**Written problem:** Transcribe each entry below exactly. Pictures do not go in the copy.

**Task data:**
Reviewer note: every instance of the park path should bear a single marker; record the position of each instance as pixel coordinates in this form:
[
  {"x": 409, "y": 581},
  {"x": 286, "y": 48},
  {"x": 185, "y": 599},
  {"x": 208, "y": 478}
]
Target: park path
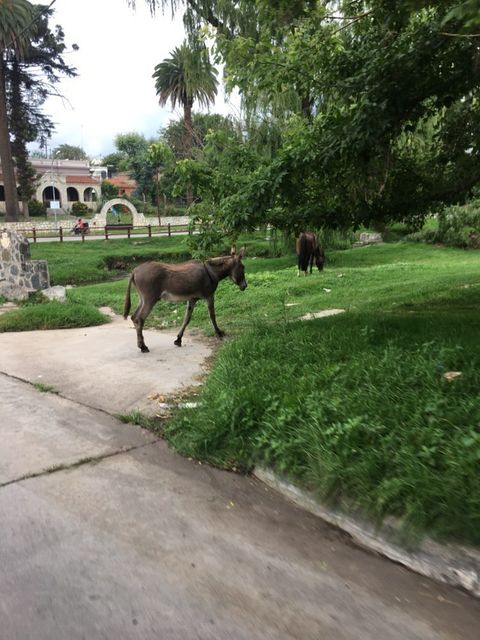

**Written response:**
Reviewer note: every instance of the park path should bear a single marker; record the position of each instance as pixel coordinates in this form:
[
  {"x": 409, "y": 581},
  {"x": 286, "y": 48},
  {"x": 185, "y": 599},
  {"x": 208, "y": 478}
]
Target: park path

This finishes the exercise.